* Exercise: Give back, unchanged, each line from the one containing "One point per instance, each like (16, 72)." through the last line of the entries below.

* Data for this exercise:
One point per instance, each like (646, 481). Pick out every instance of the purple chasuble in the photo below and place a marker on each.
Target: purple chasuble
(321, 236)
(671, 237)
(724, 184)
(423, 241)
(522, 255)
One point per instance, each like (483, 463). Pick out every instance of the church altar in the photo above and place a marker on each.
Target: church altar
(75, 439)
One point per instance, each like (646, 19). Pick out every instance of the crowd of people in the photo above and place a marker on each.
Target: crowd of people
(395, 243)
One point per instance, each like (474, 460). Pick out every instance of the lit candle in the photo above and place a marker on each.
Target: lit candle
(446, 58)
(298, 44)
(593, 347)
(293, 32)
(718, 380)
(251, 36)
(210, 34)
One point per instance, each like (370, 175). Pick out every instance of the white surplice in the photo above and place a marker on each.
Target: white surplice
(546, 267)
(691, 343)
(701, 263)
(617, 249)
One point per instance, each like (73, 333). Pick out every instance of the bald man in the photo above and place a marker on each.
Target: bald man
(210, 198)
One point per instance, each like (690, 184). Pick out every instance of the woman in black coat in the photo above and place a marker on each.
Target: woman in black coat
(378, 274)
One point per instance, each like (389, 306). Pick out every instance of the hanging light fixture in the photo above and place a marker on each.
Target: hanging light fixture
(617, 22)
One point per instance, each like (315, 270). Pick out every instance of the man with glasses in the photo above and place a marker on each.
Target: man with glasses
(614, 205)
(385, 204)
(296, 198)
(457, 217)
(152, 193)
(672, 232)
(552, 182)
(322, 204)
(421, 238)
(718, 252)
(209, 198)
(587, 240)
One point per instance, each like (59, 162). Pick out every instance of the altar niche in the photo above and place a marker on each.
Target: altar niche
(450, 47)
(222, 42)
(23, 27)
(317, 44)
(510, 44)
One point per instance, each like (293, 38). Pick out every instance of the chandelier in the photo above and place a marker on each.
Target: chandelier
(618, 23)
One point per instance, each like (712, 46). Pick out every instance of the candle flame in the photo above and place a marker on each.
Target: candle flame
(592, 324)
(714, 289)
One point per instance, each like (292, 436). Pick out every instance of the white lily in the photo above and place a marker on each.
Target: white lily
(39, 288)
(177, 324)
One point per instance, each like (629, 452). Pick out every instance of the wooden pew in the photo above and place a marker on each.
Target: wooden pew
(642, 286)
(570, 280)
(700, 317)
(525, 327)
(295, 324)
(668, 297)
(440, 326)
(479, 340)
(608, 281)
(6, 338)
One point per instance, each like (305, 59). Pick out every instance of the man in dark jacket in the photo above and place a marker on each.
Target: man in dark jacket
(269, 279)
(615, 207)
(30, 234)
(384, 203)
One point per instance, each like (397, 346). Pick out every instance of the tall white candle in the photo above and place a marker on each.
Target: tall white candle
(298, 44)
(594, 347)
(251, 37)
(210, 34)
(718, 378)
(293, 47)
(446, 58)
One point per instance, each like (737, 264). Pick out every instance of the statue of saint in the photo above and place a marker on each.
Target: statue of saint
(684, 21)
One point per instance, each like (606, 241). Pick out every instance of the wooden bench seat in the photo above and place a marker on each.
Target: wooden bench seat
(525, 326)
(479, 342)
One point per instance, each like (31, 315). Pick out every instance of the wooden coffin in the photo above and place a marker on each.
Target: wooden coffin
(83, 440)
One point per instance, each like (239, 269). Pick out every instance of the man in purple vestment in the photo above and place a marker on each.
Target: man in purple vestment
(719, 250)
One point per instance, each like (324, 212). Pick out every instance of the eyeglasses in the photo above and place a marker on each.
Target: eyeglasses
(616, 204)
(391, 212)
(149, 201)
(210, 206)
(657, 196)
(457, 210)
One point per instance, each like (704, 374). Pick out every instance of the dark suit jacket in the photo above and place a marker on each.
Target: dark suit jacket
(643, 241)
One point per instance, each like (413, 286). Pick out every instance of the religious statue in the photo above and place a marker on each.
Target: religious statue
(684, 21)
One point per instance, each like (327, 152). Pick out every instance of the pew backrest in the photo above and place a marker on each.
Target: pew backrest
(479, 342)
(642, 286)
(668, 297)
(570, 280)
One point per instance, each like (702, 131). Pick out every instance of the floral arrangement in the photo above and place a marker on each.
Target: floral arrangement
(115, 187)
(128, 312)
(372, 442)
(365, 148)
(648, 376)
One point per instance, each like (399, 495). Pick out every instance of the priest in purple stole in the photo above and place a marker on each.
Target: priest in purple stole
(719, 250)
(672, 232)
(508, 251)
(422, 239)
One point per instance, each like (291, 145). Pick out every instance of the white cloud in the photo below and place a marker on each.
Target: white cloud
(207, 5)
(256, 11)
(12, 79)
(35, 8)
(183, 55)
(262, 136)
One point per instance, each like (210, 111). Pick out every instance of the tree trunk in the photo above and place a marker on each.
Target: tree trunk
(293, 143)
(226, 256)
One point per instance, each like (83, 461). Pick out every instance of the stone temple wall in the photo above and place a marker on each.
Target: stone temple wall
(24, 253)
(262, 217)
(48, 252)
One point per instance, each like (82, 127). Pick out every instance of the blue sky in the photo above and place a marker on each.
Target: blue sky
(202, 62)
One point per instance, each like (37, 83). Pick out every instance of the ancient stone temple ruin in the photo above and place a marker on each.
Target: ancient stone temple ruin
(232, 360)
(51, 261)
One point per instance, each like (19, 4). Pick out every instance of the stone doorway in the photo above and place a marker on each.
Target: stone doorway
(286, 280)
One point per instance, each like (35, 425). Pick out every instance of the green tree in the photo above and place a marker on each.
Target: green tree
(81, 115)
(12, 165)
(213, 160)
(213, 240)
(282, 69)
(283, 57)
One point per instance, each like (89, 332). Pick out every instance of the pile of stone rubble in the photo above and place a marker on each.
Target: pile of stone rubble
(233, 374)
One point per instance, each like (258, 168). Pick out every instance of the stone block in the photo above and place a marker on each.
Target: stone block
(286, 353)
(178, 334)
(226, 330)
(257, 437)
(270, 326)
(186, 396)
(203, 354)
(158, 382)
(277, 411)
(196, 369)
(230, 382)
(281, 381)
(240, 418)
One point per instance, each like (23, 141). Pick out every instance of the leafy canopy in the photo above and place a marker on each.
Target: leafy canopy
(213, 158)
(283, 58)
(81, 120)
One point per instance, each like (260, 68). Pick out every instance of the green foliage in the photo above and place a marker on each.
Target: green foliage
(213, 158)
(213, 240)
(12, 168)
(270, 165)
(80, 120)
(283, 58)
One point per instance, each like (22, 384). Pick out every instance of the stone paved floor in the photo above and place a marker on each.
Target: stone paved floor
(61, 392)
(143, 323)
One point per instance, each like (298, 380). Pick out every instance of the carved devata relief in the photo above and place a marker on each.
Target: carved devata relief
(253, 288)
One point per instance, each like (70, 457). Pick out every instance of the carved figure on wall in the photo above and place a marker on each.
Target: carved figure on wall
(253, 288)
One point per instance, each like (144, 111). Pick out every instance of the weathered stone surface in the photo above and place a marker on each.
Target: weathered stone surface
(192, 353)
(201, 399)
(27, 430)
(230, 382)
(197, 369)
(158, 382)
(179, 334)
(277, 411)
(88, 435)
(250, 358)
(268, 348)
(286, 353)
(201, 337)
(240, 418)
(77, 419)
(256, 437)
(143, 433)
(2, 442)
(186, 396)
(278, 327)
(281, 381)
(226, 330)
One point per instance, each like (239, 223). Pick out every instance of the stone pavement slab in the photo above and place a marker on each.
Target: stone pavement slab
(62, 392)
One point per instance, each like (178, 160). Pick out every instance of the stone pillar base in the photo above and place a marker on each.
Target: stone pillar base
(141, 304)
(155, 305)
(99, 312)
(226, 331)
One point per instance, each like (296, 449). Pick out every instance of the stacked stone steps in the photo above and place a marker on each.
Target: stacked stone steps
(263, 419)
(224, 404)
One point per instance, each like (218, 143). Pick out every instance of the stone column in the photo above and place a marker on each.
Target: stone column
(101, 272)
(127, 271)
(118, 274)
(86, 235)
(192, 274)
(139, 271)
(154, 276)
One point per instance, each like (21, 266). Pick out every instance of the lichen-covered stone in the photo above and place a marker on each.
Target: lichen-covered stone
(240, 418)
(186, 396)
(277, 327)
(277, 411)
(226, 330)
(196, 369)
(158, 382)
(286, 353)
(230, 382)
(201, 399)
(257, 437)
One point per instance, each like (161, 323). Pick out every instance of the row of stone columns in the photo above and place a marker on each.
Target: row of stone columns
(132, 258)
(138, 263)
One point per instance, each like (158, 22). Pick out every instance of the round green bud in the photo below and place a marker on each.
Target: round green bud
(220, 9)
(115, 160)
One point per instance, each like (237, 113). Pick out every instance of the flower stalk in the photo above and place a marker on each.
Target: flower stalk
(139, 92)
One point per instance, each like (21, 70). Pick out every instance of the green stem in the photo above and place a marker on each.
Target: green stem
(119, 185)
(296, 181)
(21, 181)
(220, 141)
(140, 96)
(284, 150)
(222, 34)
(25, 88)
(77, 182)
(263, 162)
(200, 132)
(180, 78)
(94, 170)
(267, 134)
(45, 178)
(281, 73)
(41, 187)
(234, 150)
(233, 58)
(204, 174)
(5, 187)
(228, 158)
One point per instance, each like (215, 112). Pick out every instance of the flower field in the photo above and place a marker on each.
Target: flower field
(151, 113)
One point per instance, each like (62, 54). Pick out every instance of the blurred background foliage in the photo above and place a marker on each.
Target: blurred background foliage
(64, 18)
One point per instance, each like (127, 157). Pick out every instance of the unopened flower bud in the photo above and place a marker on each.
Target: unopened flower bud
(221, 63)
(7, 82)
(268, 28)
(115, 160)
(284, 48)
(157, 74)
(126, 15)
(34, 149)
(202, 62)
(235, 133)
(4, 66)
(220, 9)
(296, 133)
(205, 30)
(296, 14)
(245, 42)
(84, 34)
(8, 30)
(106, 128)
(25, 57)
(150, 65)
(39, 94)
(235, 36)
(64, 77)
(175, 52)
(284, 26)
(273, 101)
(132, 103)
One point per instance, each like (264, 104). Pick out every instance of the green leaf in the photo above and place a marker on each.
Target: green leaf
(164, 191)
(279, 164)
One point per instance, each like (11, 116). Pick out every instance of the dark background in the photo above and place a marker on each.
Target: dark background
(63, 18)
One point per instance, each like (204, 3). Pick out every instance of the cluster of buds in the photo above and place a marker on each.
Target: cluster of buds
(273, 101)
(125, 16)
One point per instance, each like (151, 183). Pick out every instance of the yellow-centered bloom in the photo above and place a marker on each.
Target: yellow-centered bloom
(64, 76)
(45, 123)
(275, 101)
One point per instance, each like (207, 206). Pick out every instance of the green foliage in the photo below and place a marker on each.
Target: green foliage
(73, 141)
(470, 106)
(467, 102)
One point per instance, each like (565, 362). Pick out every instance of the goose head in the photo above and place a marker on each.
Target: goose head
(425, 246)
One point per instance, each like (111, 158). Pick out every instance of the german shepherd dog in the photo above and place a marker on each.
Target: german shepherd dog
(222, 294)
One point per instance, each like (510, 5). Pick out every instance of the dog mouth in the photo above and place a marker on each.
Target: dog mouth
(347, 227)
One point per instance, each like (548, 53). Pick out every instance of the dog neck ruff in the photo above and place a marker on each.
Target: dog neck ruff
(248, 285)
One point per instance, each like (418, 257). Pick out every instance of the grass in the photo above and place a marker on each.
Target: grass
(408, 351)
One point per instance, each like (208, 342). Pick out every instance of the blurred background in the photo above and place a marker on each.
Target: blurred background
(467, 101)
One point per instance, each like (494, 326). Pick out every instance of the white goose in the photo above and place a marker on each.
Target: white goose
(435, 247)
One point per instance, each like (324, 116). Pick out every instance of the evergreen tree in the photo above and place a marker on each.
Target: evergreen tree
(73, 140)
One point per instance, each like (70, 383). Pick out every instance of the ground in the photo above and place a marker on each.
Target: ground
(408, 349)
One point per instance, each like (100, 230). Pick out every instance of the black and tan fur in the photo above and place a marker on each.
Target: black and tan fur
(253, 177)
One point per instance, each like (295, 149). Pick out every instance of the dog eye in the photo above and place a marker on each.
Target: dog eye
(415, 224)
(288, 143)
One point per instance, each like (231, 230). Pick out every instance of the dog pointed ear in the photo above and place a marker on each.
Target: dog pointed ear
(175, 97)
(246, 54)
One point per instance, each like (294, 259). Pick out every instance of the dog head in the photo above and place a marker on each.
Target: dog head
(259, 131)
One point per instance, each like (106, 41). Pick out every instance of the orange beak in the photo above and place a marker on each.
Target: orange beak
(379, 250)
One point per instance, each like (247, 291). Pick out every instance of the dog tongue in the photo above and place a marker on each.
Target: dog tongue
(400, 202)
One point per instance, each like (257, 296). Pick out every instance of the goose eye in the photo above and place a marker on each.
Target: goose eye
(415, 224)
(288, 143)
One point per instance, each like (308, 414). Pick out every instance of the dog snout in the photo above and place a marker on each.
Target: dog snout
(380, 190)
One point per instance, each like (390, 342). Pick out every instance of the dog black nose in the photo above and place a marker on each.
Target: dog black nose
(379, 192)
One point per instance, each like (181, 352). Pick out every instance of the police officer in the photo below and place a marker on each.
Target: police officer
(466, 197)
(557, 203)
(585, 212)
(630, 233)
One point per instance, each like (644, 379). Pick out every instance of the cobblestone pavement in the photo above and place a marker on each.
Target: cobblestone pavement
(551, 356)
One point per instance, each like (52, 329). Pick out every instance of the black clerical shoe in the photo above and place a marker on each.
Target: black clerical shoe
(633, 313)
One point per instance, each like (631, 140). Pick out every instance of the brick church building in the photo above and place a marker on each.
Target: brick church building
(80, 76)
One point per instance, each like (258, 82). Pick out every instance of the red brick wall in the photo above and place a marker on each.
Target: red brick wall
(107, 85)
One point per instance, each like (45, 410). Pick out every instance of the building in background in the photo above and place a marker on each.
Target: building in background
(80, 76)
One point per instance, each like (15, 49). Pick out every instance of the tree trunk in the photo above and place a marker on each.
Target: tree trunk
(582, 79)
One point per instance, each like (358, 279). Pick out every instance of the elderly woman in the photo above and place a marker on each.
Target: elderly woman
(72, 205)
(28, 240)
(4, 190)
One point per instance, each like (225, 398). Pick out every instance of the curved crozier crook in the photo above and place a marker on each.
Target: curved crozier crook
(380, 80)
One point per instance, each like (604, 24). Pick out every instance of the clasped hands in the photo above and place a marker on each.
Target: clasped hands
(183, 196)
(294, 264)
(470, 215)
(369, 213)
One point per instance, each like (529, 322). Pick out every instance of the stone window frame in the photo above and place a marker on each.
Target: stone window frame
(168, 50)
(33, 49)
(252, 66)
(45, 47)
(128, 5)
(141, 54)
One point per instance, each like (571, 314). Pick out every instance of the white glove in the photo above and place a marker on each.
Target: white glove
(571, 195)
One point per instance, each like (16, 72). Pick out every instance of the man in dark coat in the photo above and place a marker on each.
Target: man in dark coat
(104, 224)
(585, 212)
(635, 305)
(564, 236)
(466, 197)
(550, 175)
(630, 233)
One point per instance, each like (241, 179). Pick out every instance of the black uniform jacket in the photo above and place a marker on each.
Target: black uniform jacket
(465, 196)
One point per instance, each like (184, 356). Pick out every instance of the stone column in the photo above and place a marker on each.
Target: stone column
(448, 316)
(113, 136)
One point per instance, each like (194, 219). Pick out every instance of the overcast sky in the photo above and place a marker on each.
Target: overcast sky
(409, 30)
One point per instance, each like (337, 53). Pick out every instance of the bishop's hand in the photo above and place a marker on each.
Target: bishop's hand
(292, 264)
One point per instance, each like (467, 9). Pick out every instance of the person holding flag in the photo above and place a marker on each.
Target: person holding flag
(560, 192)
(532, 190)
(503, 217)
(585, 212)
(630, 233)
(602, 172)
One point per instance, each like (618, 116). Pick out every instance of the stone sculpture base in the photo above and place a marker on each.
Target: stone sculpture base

* Reply to the task:
One point per instance, each like (16, 72). Pick out every instance of the man in dark coat in the photo above and place a marker on each.
Target: man in dark coat
(104, 224)
(585, 212)
(635, 305)
(564, 236)
(466, 197)
(550, 175)
(630, 233)
One point per instance, each like (241, 179). Pick out every instance of the black uniform jacket in the photo above and place a marker on each.
Target: black uniform jacket
(465, 196)
One point per instance, each like (184, 356). Pick out every instance of the stone column in the photo above and place a marker on each.
Target: stone column
(448, 316)
(113, 136)
One point per instance, each like (194, 219). Pick out every instance of the overcast sky in the photo above and place a marker on each.
Target: overcast sky
(409, 30)
One point per instance, each like (337, 53). Pick out every instance of the bishop's hand in the photo above and place a marker on each.
Target: bishop's hand
(292, 264)
One point per instance, each like (467, 9). Pick out every instance of the person holding flag in the photo above and place a marker on each.
Target: person holding flag
(560, 192)
(532, 190)
(503, 217)
(585, 212)
(630, 233)
(602, 172)
One point per instance, each like (618, 116). Pick out every instance of the stone sculpture base in the photo above and place a marker on each.
Target: stone sculpture base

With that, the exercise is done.